**Text excerpt**
++++++

What happened to arg(I2) in the i2(t) calculation? You found I2 = -3/j = 3j, right? That shouldn't have a zero angle. Otherwise it looks good.

The power calculation looks okay.

13. Jul 20, 2013

MissP.25_5

Yes, I2=3j and the magnitude of I2 would be 3, right? How can I find arg I2?
I know that tan^-1 (y/x) is the formula but since x=0, wouldn't that be undefined?

14. Jul 20, 2013

Staff: Mentor

Yup. There are a couple of angles where tan is undefined, but the angles are perfectly good. Try plotting the phasor on the complex plane. What angle does it make with the + real axis?

15. Jul 20, 2013

MissP.25_5

On a complex plane, the coordinate would be (0,3), so that makes a straight line along the Imaginary axis and thus, the angle is ∏/2. Am I right? So, i(t) = 3√2sin(2t+∏/2), correct?

16. Jul 20, 2013

Staff: Mentor

You are right

It's often handy to quickly sketch the phasor on the complex plane to get an idea of what the angle should be.

Also for future reference, remember that the arctan function has a restricted domain so it can't distinguish between arguments that should be in the 2nd or 4th quadrants, or those in the 1st and 3rd quadrants. The atan2() function does not have this limitation, and neither does the built-in rectangular to polar conversion function, if your calculator has either of those.

17. Jul 20, 2013

MissP.25_5

Finally, I got it right. Thank you so much for your patience. I am actually studying for my exams next week, so I'm having a lot of questions. I hope you don't mind helping me with my other thread.
Thanks!

18. Jul 20, 2013

Staff: Mentor

No worries, that's why we're here

++++++

**Given data**
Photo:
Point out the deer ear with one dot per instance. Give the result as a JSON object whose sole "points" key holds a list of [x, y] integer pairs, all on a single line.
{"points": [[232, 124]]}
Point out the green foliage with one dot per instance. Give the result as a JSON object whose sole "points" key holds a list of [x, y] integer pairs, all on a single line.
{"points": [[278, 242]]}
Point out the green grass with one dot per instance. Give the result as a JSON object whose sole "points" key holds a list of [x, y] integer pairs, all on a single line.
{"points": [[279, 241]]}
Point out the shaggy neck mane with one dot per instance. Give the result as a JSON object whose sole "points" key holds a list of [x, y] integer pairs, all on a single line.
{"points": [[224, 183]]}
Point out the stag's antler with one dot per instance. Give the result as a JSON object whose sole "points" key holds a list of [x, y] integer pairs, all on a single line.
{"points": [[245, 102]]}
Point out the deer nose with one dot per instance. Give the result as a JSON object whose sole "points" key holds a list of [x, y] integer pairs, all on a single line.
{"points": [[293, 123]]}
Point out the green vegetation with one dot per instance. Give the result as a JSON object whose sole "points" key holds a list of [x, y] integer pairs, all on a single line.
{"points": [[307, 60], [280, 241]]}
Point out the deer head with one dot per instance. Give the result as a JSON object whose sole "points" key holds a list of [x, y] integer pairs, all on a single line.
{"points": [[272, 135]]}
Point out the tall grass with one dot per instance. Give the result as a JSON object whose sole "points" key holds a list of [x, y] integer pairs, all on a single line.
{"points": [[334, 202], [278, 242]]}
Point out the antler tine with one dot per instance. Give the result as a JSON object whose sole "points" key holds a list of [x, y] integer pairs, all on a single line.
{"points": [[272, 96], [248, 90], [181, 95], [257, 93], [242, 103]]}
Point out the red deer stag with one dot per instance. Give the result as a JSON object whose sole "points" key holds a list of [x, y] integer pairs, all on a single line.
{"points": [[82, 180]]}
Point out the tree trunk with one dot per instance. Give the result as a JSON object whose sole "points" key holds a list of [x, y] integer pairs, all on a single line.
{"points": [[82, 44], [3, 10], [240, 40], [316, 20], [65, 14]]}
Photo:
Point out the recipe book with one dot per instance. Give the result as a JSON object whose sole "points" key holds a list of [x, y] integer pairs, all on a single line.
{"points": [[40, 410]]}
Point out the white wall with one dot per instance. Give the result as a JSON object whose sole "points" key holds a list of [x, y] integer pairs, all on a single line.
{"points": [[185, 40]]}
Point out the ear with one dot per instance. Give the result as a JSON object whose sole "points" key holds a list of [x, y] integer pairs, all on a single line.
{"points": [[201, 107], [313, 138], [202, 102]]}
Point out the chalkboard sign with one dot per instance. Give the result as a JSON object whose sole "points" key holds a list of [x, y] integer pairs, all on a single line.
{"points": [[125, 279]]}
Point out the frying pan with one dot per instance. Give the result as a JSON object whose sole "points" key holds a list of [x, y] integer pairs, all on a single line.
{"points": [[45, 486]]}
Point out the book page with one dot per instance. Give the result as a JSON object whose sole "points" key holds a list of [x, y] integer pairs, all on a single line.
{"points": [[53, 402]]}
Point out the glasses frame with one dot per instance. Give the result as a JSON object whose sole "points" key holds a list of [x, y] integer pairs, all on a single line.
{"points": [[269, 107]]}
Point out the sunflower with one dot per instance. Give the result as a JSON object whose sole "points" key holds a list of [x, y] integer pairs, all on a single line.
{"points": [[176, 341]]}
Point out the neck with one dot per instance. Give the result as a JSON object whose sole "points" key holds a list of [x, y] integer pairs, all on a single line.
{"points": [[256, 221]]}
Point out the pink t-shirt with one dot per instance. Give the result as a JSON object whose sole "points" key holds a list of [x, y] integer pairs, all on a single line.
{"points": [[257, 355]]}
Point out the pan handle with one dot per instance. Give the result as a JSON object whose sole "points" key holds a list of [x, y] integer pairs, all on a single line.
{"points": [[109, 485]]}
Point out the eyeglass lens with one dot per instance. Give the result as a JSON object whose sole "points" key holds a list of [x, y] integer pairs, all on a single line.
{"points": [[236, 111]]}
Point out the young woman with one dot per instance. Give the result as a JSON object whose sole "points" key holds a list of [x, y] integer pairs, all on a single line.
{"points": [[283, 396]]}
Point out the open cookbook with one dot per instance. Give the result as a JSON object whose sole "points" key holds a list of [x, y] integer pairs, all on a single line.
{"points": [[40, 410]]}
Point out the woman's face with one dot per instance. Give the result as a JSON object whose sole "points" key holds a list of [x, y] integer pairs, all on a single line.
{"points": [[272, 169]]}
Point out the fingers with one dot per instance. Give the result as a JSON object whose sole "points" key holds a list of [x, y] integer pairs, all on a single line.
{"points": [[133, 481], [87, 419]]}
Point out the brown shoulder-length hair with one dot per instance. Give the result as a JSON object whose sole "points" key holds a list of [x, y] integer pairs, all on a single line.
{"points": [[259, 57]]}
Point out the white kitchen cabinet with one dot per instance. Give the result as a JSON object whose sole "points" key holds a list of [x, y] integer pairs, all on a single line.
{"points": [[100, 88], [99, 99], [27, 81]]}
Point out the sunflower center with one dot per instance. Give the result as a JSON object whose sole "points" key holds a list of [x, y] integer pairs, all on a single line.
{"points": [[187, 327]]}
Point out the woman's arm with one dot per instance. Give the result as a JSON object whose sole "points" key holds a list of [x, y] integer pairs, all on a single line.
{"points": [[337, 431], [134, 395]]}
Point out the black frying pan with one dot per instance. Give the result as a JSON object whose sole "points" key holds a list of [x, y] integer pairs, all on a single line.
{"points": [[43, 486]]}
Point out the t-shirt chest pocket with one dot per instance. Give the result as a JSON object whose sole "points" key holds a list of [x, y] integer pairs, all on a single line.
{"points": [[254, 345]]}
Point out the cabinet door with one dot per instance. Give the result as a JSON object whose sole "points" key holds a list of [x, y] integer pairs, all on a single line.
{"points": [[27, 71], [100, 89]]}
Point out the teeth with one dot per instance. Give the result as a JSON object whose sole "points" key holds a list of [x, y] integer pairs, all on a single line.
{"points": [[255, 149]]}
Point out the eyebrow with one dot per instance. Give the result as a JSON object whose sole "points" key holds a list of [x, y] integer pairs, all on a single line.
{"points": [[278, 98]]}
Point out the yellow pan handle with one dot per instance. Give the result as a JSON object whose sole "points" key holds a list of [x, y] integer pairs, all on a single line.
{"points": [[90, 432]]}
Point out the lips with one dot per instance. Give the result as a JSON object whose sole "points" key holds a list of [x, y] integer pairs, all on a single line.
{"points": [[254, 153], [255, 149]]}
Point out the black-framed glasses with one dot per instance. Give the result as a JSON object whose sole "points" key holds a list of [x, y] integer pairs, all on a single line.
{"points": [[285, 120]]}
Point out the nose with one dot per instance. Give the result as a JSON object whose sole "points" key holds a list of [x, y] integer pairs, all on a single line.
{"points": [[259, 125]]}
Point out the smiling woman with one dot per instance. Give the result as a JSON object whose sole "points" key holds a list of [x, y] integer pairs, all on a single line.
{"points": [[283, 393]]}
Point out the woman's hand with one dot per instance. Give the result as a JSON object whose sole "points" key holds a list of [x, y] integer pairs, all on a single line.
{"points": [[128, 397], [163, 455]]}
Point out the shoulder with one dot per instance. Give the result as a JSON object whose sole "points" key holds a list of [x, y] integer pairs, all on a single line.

++++++

**Required work**
Reproduce the part of the phasor thread that starts at "17. Jul 20, 2013" and ends at "my other thread.". You won't need the entries here.

**Answer to the problem**
17. Jul 20, 2013

MissP.25_5

Finally, I got it right. Thank you so much for your patience. I am actually studying for my exams next week, so I'm having a lot of questions. I hope you don't mind helping me with my other thread.